• [Data extracted from a collection]
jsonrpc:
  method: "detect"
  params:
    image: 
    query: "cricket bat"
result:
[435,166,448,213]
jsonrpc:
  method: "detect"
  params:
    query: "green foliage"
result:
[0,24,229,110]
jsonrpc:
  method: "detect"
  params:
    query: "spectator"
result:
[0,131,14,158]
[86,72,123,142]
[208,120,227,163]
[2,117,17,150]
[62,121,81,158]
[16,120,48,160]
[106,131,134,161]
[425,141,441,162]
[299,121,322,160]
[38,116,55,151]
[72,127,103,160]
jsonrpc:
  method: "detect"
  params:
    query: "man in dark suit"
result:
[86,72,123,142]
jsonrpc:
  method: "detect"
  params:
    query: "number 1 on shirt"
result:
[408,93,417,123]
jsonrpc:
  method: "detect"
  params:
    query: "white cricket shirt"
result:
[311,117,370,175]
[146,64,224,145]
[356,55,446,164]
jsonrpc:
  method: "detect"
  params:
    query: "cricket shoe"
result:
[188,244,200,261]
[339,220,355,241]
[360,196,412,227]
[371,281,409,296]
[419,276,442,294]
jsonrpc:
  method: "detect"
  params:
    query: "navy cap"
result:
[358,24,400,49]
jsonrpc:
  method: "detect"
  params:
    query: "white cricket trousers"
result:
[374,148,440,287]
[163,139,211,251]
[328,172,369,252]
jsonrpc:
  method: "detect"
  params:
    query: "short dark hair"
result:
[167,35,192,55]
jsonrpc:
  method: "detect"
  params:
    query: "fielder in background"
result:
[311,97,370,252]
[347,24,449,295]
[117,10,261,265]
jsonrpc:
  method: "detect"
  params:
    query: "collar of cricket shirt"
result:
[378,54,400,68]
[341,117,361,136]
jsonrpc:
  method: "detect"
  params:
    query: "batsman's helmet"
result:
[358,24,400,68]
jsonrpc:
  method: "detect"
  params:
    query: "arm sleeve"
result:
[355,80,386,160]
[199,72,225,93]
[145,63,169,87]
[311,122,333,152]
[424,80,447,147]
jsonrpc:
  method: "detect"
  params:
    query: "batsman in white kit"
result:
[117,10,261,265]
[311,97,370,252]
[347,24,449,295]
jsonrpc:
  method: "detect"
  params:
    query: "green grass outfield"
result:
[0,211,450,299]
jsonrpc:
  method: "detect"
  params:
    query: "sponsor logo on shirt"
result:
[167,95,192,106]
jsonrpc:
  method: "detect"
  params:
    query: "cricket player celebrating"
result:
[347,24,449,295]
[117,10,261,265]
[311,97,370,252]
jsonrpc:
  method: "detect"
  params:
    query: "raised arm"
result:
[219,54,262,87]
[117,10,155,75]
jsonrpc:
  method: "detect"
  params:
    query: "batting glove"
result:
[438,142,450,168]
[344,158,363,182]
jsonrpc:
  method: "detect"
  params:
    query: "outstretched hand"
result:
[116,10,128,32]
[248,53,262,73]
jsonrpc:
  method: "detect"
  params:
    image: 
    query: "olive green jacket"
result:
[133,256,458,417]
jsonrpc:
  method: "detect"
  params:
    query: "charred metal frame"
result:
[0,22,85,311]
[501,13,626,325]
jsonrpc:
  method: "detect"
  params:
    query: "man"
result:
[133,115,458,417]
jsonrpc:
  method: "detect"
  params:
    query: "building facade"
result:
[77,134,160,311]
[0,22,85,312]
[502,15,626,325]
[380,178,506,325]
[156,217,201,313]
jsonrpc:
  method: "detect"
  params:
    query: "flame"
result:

• [What is being asked] Above are the records; retype them all without a single difference.

• [Written answer]
jsonrpc:
  method: "detect"
  params:
    image: 
    query: "cricket bat"
result:
[435,166,448,213]
jsonrpc:
  method: "detect"
  params:
    query: "green foliage"
result:
[0,24,229,110]
jsonrpc:
  method: "detect"
  params:
    query: "spectator"
result:
[0,131,14,158]
[86,72,123,142]
[208,120,227,163]
[2,117,17,150]
[62,121,81,158]
[16,120,48,160]
[106,131,134,161]
[425,141,441,162]
[299,121,322,160]
[38,116,55,151]
[72,127,103,160]
jsonrpc:
  method: "detect"
  params:
    query: "man in dark suit"
result:
[86,72,123,142]
jsonrpc:
  method: "detect"
  params:
    query: "number 1 on shirt"
result:
[408,93,417,123]
jsonrpc:
  method: "detect"
  params:
    query: "white cricket shirt"
result:
[311,117,370,175]
[146,64,224,145]
[356,55,446,164]
jsonrpc:
  method: "detect"
  params:
    query: "cricket shoe"
result:
[188,244,200,261]
[339,220,355,241]
[360,196,412,227]
[371,281,409,296]
[419,276,442,294]
jsonrpc:
  method: "detect"
  params:
    query: "navy cap"
result:
[358,24,400,49]
jsonrpc:
  method: "detect"
  params:
    query: "white cricket trousers"
result:
[374,148,440,287]
[163,139,211,251]
[328,172,369,252]
jsonrpc:
  method: "detect"
  params:
    query: "short dark hair"
result:
[167,35,192,55]
jsonrpc:
  method: "detect"
  params:
    query: "fielder in background"
result:
[311,97,370,252]
[347,24,449,295]
[117,10,261,265]
jsonrpc:
  method: "detect"
  params:
    query: "collar of cricket shirt"
result:
[378,54,400,68]
[341,117,361,136]
jsonrpc:
  method: "detect"
  params:
    query: "batsman's helmet"
result:
[358,24,400,68]
jsonrpc:
  method: "detect"
  params:
    query: "arm sleeve"
result:
[355,80,386,160]
[199,72,225,93]
[145,63,169,87]
[311,122,333,152]
[424,80,447,147]
jsonrpc:
  method: "detect"
  params:
    query: "batsman in white kit"
result:
[117,10,261,265]
[311,97,370,252]
[347,24,449,295]
jsonrpc:
  method: "detect"
  params:
    query: "green grass outfield"
result:
[0,211,450,299]
jsonrpc:
  method: "detect"
  params:
    query: "sponsor logo on shirt"
result:
[167,95,192,106]
jsonrpc:
  method: "detect"
  params:
    query: "cricket player celebrating"
result:
[347,24,449,295]
[117,10,261,265]
[311,97,370,252]
jsonrpc:
  method: "detect"
  params:
    query: "raised arm"
result:
[219,54,262,87]
[117,10,155,75]
jsonrpc:
  method: "detect"
  params:
    query: "batting glove"
result:
[438,142,450,168]
[344,158,363,182]
jsonrpc:
  method: "detect"
  params:
    query: "outstretched hand"
result:
[116,10,128,32]
[248,53,262,73]
jsonrpc:
  method: "detect"
  params:
    image: 
    query: "olive green jacket"
result:
[133,256,458,417]
jsonrpc:
  method: "detect"
  params:
    query: "charred metal frame"
result:
[0,22,85,311]
[501,13,626,325]
jsonrpc:
  method: "detect"
  params:
    query: "man"
result:
[133,115,458,417]
jsonrpc:
  method: "detect"
  params:
    query: "building facade"
result:
[77,134,160,311]
[0,22,85,312]
[502,15,626,325]
[380,178,506,325]
[156,217,201,313]
jsonrpc:
  method: "detect"
  params:
    query: "flame"
result:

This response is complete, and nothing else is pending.